### Статья
:::::
Итак, усилия современной философии науки, научно-теоретической рефлексии, феноменологической социологии привели к выводу, что сциентистская парадигма утратила свой некогда универсальный статус, согласно которому она устанавливала подлинную форму научности знания в любой, в том числе гуманитарно-научной, дисциплине; что естествознание в его глубинных основаниях само должно быть осмыслено в контексте гуманитарного знания – исторического, философского, культурологического и др. Но в таком случае возникает вопрос: может быть, теперь гуманитарное знание задает образец всему современному научному познанию, подобно тому, как раньше это делало естествознание? То есть не поменялись ли естествознание и гуманитарные науки ролями в том, что касается формирования преобладающего научного этоса и господствующей эпистемологической парадигмы?
Конечно, реальность не укладывается в такую простую схему. С одной стороны, в каждой гуманитарной дисциплине в разной мере и по-разному проявляются все типы научной рациональности; с другой – поскольку аналогичная ситуация наблюдается и в естественных науках, границы между ними, ранее незыблемые, сегодня постепенно становятся все более условными. «Историзм объектов современного естествознания и рефлексия над ценностными основаниями исследования сближают естественные и социально-гуманитарные науки, – констатирует В. С. Стёпин. – Их противопоставление, справедливое для науки XIX века, в наше время во многом утрачивает свою значимость»[126]126
Стёпин В. С. Теоретическое знание. Структура, историческая эволюция. – М.: Прогресс-Традиция, 2003. – С. 713.
:::::
Замените «незыблемые» на «неизменные» в части статьи о естествознании и гуманитарных науках, которая начинается словами «Конечно, реальность не» и заканчивается словами «2003. – С. 713.». Приведите эту часть полностью.

### Исходные данные
:::::
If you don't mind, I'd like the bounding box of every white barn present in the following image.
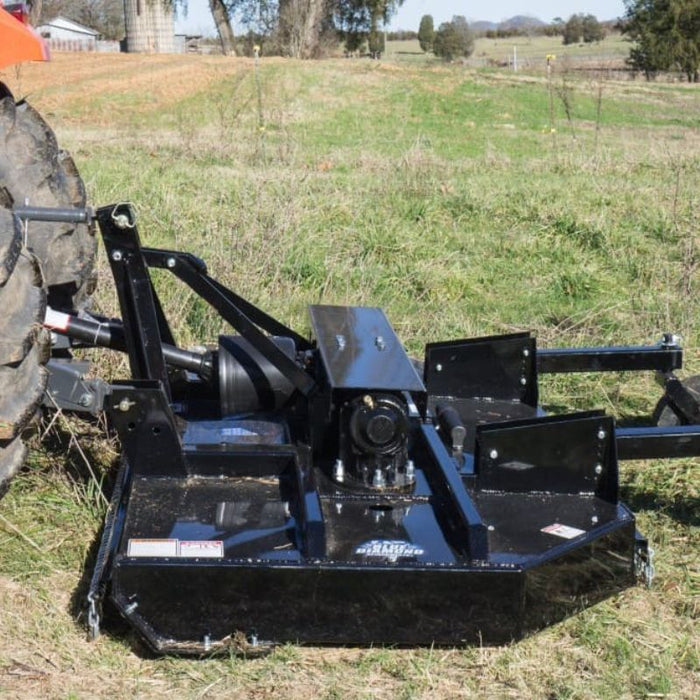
:::::
### Результат выполнения
Конечно, реальность не укладывается в такую простую схему. С одной стороны, в каждой гуманитарной дисциплине в разной мере и по-разному проявляются все типы научной рациональности; с другой – поскольку аналогичная ситуация наблюдается и в естественных науках, границы между ними, ранее неизменные, сегодня постепенно становятся все более условными. «Историзм объектов современного естествознания и рефлексия над ценностными основаниями исследования сближают естественные и социально-гуманитарные науки, – констатирует В. С. Стёпин. – Их противопоставление, справедливое для науки XIX века, в наше время во многом утрачивает свою значимость»[126]126
Стёпин В. С. Теоретическое знание. Структура, историческая эволюция. – М.: Прогресс-Традиция, 2003. – С. 713.